Tag Archives: time

Open Letter to My Students 68: The Weight of a Year Gone By

Time has weight and the Jewish year just ending has been the heaviest year in recent memory. Every day brought fresh rockslides of headline news crashing round about us. When you are buried in rubble, you struggle to get out. So I have been struggling. 

The looming presidential election alone has been a heavy burden. How can so many Americans be so cruel as to watch one school shooting after another and still reject all gun control? So deluded as to send death threats to Haitian immigrants because they purportedly eat their pets? So willing to replace democracy with a home-grown version of right-wing fascism?  But liberals must now reckon with an ever noisier far-left coalition that applauds every identity except “Jewish.” 

The state of the American electorate alone would elicit a serious Dayyenu: “Enough, already!”

Eclipsing all of that, however, is the Hamas butchery of October 7, a boulder massive enough to convert the rockslide into an avalanche, as if time itself came tumbling down upon us – and then stopped, refusing to let October 7 slip quietly into the past. Hostages are still imprisoned, or dead. Hamas is still fighting. I wake up to October 7 every day, a nasty Jewish Groundhog Day.

The closest parallel to October 7 was 9/11, which Americans watched obsessively, as if super-glued to TV screens. A direct line connects the two events as chapters in the same story. The mastermind behind 9/11, Khalid Sheikh Mohammed, was schooled by the Muslim Brotherhood, which seeks to “liberate” Jerusalem and rid “Palestine” of Jews – in World-War-II parlance, to make it Judenrein. The Holocaust connection is real. Political scientist Matthias Küntzel cites an Al Jazeera speech in which another Brotherhood leader, Sheikh Yusuf Al-Qaradawi preached the need of every generation to produce its own divinely appointed agent to “punish Jews.” Hitler was one. Islam is destined be the next.[i]

Meanwhile, right wing anti-Semitic parties are gaining power in Hungary, Germany, France, Italy, and the Netherlands. Here at home, where hurricane victims are cleaning up from inundating floods, Elon Musk’s X carries anti-Semitic charges that “Jews are conspiring to orchestrate the disasters, sabotage the recovery, or even seize victims’ property.”[ii] 

So I struggle with anti-Semitism. 

I have never believed that anti-Semitism is some metaphysical pollutant, indelibly soldered into world culture. The scientifically minded historian in me seeks a causal chain that links Nazi anti-Semitism to Islamic anti-Semitism. Küntzel provides that link.
★ ★ ★ ★
▸ **Work to complete**:
Write out the letter's words from "Meanwhile, right wing" up to and including "provides that link.", with nothing changed.

▸ **Record list**:
★ ★ ★ ★
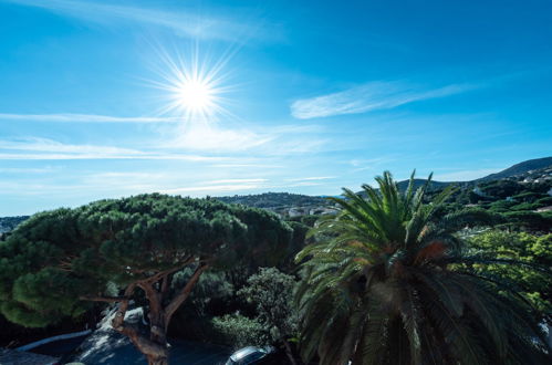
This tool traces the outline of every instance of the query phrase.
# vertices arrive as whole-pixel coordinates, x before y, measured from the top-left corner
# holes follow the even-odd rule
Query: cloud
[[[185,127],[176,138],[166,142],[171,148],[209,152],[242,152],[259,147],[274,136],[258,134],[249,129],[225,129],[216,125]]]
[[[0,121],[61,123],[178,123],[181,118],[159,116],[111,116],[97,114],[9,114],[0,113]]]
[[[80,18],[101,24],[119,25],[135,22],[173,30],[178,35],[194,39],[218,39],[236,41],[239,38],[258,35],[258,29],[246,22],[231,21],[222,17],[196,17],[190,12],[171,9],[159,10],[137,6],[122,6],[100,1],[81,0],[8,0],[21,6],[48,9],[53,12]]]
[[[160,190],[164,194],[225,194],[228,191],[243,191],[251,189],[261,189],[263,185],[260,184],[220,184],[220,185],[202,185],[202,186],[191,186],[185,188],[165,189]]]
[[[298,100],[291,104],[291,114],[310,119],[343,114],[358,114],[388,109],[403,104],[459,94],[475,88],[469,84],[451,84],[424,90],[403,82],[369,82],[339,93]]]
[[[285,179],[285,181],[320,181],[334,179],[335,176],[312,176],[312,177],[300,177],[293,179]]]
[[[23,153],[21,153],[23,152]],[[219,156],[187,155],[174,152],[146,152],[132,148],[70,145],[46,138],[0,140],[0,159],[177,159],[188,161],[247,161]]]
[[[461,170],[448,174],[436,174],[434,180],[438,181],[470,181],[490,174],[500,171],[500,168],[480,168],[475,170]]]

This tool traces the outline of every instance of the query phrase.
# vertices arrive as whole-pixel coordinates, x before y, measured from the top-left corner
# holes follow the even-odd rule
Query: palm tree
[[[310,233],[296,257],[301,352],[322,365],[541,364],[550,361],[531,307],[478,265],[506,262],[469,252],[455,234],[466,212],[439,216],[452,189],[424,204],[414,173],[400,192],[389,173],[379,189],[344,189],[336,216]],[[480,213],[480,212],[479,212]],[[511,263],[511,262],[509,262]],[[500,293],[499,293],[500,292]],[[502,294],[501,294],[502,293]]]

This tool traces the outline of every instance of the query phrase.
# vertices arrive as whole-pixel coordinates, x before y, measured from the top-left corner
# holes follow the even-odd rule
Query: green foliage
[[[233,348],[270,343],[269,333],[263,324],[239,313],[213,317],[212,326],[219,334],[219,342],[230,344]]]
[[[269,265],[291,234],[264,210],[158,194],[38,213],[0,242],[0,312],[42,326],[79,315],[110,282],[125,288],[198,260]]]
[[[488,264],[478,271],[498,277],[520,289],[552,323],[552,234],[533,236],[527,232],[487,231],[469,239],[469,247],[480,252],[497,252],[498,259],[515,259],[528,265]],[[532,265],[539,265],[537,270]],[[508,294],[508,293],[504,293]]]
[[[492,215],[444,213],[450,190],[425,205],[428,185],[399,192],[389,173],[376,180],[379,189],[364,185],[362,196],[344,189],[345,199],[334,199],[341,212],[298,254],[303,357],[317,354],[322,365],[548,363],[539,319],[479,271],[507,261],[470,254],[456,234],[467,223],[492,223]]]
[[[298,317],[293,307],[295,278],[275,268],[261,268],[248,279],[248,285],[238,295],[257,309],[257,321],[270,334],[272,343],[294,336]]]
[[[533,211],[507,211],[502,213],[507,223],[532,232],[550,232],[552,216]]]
★ ★ ★ ★
▸ **Completed exercise**:
Meanwhile, right wing anti-Semitic parties are gaining power in Hungary, Germany, France, Italy, and the Netherlands. Here at home, where hurricane victims are cleaning up from inundating floods, Elon Musk’s X carries anti-Semitic charges that “Jews are conspiring to orchestrate the disasters, sabotage the recovery, or even seize victims’ property.”[ii] 

So I struggle with anti-Semitism. 

I have never believed that anti-Semitism is some metaphysical pollutant, indelibly soldered into world culture. The scientifically minded historian in me seeks a causal chain that links Nazi anti-Semitism to Islamic anti-Semitism. Küntzel provides that link.